## Document extract:
- Born: Haimabati Ghosh 1866 Kulna district, Bengal Presidency, British India
- Died: 5 August 1933 (aged 66–67)
- Other name: Haimabati Ghosh Mitra Sen
- Occupation: Physician
- Spouse: Kunjabihari Sen (m.1890)

= Haimabati Sen =

Indian physician

Haimabati Sen (1866 – 5 August 1933) born Haimabati Ghosh, was an Indian physician.

== Early life ==
Haimabati Ghosh was born in the Khulna district, Bengal Presidency (now Bangladesh). Her father was a zamindar, a wealthy member of the Kulin Kayastha caste. As a very young widow, she trained as a teacher in Benares. After her second marriage, she attended the Campbell Medical College in Calcutta, and graduated at the top of her class in 1894.

== Career ==
Sen was a physician at the Lady Dufferin Women's Hospital in Hooghly from 1894 to 1910, and had a private practice in Chinsurah, until her death in the early 1930s. She wrote a "valuable" memoir in the 1920s, detailing her own struggles and her concerns for all young women: "Do I have to suffer all this simply because I am a woman? Would anyone have inflicted so much suffering on a man? Why are they so worried as to whose wife I am or whose daughter?" Her memoir was translated from Bengali and published in English many years later, in 2000.

## Using the information:
- a) In the article on Haimabati Sen, translate the sentence "As a very young widow, she trained as a teacher in Benares." into French.
- b) From the article on Haimabati Sen, extract the stretch from "- Born: Haimabati" through "Kunjabihari Sen (m.1890)" without alteration.
- c) Extend the article on Haimabati Sen, picking up after its final sentence.

## Recorded data:

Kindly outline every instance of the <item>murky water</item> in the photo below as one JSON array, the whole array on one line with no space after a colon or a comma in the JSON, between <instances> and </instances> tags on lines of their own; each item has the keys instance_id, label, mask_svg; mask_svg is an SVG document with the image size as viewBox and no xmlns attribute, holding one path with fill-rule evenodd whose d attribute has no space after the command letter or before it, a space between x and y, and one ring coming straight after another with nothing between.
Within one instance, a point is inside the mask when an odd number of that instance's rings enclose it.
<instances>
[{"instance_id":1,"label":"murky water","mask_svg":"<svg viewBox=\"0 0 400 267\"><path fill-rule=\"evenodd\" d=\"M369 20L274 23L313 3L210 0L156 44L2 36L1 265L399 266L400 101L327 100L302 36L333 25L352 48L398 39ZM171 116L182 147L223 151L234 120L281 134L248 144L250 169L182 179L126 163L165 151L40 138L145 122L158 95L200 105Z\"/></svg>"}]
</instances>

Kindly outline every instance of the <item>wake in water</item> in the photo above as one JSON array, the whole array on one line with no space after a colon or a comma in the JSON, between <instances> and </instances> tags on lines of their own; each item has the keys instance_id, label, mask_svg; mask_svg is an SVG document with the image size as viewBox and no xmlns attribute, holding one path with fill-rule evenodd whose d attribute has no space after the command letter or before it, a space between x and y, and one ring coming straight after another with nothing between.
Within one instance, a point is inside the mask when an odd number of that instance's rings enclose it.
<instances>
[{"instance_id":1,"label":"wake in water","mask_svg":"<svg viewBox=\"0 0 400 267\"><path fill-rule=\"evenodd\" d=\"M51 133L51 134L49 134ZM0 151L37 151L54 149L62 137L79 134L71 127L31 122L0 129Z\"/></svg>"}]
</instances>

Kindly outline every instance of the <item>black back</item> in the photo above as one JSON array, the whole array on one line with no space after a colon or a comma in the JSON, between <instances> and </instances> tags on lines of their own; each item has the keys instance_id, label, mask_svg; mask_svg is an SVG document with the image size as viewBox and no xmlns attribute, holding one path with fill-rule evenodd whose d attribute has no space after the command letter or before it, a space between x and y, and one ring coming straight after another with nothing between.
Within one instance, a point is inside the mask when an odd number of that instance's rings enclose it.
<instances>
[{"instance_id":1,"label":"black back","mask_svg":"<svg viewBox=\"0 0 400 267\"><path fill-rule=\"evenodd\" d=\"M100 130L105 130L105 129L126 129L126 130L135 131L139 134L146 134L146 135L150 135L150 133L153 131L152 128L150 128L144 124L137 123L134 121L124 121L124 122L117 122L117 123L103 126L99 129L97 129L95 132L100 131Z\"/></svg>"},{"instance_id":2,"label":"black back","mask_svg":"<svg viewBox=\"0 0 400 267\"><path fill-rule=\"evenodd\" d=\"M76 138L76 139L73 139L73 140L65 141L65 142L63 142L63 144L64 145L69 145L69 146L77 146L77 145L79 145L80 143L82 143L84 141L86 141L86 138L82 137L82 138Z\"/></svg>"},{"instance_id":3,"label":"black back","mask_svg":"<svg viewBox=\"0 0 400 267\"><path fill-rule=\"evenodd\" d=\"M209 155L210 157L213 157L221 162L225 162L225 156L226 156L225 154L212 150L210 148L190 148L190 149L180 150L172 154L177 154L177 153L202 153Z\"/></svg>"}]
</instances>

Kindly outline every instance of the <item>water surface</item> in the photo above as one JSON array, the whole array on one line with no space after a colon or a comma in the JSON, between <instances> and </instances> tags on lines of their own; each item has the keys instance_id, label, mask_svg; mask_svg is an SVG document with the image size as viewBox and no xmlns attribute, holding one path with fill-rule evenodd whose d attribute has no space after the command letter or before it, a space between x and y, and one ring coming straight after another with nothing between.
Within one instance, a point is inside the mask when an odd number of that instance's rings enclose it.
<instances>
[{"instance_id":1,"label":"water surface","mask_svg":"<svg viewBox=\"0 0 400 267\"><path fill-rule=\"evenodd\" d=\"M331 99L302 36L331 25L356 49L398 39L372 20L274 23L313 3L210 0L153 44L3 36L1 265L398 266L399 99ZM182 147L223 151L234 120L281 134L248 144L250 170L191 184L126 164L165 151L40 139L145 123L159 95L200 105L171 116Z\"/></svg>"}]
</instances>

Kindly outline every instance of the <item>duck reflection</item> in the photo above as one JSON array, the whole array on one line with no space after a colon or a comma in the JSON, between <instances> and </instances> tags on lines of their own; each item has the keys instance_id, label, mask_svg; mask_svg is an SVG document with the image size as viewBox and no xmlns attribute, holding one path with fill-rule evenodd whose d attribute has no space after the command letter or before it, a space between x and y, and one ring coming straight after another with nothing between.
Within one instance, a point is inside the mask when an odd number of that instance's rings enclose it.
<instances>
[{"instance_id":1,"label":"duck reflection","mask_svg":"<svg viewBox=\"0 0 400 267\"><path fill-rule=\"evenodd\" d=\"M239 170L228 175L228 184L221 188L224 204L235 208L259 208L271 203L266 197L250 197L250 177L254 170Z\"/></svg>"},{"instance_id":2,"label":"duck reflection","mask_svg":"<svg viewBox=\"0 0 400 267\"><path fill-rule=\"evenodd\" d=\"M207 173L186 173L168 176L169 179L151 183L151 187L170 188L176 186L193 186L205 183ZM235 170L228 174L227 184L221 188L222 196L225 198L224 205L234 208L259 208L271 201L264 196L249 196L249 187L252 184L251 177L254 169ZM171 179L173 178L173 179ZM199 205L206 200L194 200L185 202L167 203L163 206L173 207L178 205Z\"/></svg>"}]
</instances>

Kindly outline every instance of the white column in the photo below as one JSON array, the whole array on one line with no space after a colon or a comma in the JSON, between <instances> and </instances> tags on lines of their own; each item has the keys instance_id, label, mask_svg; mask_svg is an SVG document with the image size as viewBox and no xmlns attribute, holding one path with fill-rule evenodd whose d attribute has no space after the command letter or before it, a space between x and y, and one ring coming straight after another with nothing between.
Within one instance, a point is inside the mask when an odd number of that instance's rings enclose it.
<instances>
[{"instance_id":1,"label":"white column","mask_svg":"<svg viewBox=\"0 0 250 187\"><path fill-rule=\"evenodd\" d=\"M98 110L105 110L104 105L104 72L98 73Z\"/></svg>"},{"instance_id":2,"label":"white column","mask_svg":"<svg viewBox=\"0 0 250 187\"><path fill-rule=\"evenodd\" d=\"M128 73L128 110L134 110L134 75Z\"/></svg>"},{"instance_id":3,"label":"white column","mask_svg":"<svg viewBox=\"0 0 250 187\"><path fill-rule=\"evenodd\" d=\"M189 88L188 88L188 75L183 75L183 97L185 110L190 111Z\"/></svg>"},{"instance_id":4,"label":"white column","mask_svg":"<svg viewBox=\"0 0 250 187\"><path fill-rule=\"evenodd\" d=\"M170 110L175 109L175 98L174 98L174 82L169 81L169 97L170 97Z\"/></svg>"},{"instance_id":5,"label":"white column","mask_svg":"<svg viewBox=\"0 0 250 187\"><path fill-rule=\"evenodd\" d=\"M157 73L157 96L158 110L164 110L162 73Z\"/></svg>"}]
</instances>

## Numbered responses:
- a) Devenue veuve très jeune, elle suivit une formation d'enseignante à Bénarès.

- b)
- Born: Haimabati Ghosh 1866 Kulna district, Bengal Presidency, British India
- Died: 5 August 1933 (aged 66–67)
- Other name: Haimabati Ghosh Mitra Sen
- Occupation: Physician
- Spouse: Kunjabihari Sen (m.1890)

- c)
== Personal life ==
Haimabati Ghosh married twice. She was first married at age 9, to a widower with two daughters; a year later, she was a child widow. Without the support of her husband, parents, brothers, or in-laws, she sought assistance at a widows' house in Benares, and joined the Brahmo Samaj community. In 1890, she married again, to Kunjabehari Sen. They had five children together. Haimabati Sen died in 1932 (or 1933), in her sixties.